## Begin

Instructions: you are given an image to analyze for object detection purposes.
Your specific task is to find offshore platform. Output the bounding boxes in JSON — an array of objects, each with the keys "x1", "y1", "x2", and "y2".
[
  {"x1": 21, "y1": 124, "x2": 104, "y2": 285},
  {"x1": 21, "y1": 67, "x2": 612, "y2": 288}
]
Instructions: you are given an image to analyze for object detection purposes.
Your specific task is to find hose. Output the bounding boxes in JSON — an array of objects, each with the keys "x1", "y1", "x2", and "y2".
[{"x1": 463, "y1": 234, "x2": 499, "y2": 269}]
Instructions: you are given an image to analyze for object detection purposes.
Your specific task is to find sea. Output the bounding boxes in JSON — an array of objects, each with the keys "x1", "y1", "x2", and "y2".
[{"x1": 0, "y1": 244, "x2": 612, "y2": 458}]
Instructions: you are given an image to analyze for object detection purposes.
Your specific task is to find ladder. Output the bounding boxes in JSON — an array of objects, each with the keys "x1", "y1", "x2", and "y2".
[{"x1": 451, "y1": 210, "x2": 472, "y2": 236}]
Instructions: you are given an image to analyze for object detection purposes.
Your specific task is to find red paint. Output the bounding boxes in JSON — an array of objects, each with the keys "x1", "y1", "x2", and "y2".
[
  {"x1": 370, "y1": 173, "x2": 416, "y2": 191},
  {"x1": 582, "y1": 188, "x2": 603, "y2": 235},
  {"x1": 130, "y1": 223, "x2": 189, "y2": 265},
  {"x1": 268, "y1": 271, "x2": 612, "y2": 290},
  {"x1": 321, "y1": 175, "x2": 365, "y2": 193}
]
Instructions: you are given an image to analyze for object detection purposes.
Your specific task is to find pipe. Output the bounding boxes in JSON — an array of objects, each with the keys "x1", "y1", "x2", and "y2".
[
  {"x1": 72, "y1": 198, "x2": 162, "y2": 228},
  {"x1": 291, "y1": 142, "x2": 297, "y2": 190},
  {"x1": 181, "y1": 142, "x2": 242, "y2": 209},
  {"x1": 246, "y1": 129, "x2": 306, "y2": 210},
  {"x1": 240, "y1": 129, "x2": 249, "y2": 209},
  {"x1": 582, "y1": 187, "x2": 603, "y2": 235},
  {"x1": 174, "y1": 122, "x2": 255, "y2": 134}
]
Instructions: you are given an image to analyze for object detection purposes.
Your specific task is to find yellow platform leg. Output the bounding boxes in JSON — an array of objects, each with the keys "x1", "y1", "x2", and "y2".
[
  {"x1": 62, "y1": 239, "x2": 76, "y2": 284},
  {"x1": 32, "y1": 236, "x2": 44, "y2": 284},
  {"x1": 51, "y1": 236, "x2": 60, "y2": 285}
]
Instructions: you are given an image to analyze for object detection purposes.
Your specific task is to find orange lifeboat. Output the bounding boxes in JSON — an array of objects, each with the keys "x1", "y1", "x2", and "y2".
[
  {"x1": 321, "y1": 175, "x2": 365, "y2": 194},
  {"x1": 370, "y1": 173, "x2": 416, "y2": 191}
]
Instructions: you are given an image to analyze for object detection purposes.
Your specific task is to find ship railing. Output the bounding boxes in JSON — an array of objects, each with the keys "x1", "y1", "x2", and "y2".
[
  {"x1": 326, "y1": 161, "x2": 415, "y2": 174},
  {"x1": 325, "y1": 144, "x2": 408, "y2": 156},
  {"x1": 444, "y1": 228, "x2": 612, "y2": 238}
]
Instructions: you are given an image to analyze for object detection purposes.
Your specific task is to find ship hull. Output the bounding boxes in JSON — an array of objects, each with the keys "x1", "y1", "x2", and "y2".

## End

--- Exercise requirements ---
Quote each line of the listing above exactly.

--- Final result ---
Instructions: you are given an image to analyze for object detection purposes.
Your specific task is to find offshore platform. Output the bounding boxes in JSON — an array of objects, each with the keys "x1", "y1", "x2", and "y2".
[
  {"x1": 21, "y1": 124, "x2": 104, "y2": 285},
  {"x1": 21, "y1": 67, "x2": 612, "y2": 288}
]
Instructions: you are given an image to analyze for object detection purposes.
Your specific task is to find hose. Output the bounding boxes in JSON — an array of objects, each with the keys "x1", "y1", "x2", and "y2".
[{"x1": 463, "y1": 234, "x2": 499, "y2": 269}]
Instructions: you are given an image to analyze for object detection purposes.
Your specific task is to find sea. Output the bounding boxes in JSON — an array of objects, each with the keys "x1", "y1", "x2", and "y2".
[{"x1": 0, "y1": 244, "x2": 612, "y2": 458}]
Instructions: you are given an image to analyze for object detection purposes.
Your specific task is to find ladder. Output the bounding boxes in JSON — an array of objects, each with the keys "x1", "y1", "x2", and "y2".
[{"x1": 451, "y1": 210, "x2": 472, "y2": 236}]
Instructions: you are given an image to analyze for object detection purposes.
Your specific task is to find red paint. Output the bounding boxes in JSON — an array of objects, each with the keys "x1", "y1", "x2", and "y2".
[
  {"x1": 370, "y1": 173, "x2": 416, "y2": 191},
  {"x1": 582, "y1": 188, "x2": 603, "y2": 235},
  {"x1": 130, "y1": 223, "x2": 189, "y2": 265},
  {"x1": 268, "y1": 271, "x2": 612, "y2": 290},
  {"x1": 321, "y1": 175, "x2": 365, "y2": 193}
]
Instructions: you are given an image to analyze for object detection purposes.
Your specific task is to find pipe. Output the bounding boxes in JSON — an array of objects, each with the keys "x1", "y1", "x2", and "y2".
[
  {"x1": 72, "y1": 198, "x2": 162, "y2": 228},
  {"x1": 291, "y1": 142, "x2": 297, "y2": 190},
  {"x1": 181, "y1": 142, "x2": 242, "y2": 209},
  {"x1": 246, "y1": 129, "x2": 306, "y2": 210},
  {"x1": 240, "y1": 129, "x2": 249, "y2": 209},
  {"x1": 582, "y1": 187, "x2": 603, "y2": 235},
  {"x1": 174, "y1": 122, "x2": 255, "y2": 134}
]
Instructions: you are given an image to analyze for object detection purposes.
Your specific task is to find yellow platform leg. Output the bounding boxes in JSON — an array of objects, each with the keys "x1", "y1", "x2", and "y2".
[
  {"x1": 62, "y1": 239, "x2": 76, "y2": 284},
  {"x1": 32, "y1": 236, "x2": 44, "y2": 284},
  {"x1": 51, "y1": 236, "x2": 60, "y2": 285}
]
Instructions: you are given an image to analyze for object detection purposes.
Your specific task is to find orange lifeboat. Output the bounding boxes in JSON — an array of objects, each with the keys "x1", "y1", "x2", and "y2".
[
  {"x1": 321, "y1": 175, "x2": 365, "y2": 194},
  {"x1": 370, "y1": 173, "x2": 416, "y2": 191}
]
Instructions: you are given an image to analyze for object detection purposes.
Your specific task is to find ship railing. Output the bounding boxes in JSON — an array of objects, each with the keys "x1", "y1", "x2", and "y2".
[
  {"x1": 326, "y1": 161, "x2": 415, "y2": 174},
  {"x1": 325, "y1": 144, "x2": 408, "y2": 156},
  {"x1": 444, "y1": 228, "x2": 612, "y2": 238}
]
Instructions: you are given an image to analyze for object detection purposes.
Your specific task is to find ship hull. Output the bounding boxes in JSON — an array of objects, each with the keys "x1", "y1", "x2", and "y2".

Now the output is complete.